#### 課題一覧
• A. 学位論文要旨によると、核融合炉システムのトリチウム回収系でスイープガスとして流すのは何か。
• B. 学位論文要旨の内容要旨を2文で要約せよ。

#### 提示テキスト
━━━━━━━━
学位論文要旨



No 114283
著者(漢字) 谷口,正樹
著者(英字)
著者(カナ) タニグチ,マサキ
標題(和) 酸化物表面における水素・水蒸気の吸脱着過程の解明
標題(洋)
報告番号 114283
報告番号 甲14283
学位授与日 1999.03.29
学位種別 課程博士
学位種類 博士(工学)
学位記番号 博工第4409号
研究科 工学系研究科
専攻 システム量子工学専攻
論文審査委員 主査: 東京大学 教授 田中,知
 東京大学 教授 山脇,道夫
 東京大学 助教授 関村,直人
 東京大学 助教授 山口,憲司
 東京大学 助教授 寺井,隆幸
 東京大学 助教授 浅井,圭介
内容要旨

 核融合炉システムにおけるトリチウム回収系では、水素、水蒸気を添加したHeをスイープガスとして流すことにより生産したトリチウムを連続的に回収することになる。トリチウムを効率良く回収するためには、表面上で水酸基(-OT)として存在するトリチウムと気相中の水素、水蒸気との相互作用が重要となる。従って、固体増殖材表面での水素同位体の存在状態および、気相中の水素・水蒸気との相互作用を明らかにすることが求められている。このためには、まず酸化物表面への水素、水蒸気の吸脱着挙動について理解することが必要とされる。
━━━━━━━━
#### データ内容
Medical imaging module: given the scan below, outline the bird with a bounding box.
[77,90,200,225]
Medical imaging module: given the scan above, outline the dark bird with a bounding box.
━━━━━━━━
#### 想定解答
• A. 水素、水蒸気を添加したHe。

• B. 核融合炉システムのトリチウム回収系では、水素、水蒸気を添加したHeをスイープガスとして流し、生産したトリチウムを連続的に回収する。効率良く回収するには表面上の水酸基として存在するトリチウムと気相中の水素、水蒸気との相互作用が重要であり、その解明にはまず酸化物表面への水素、水蒸気の吸脱着挙動を理解する必要がある。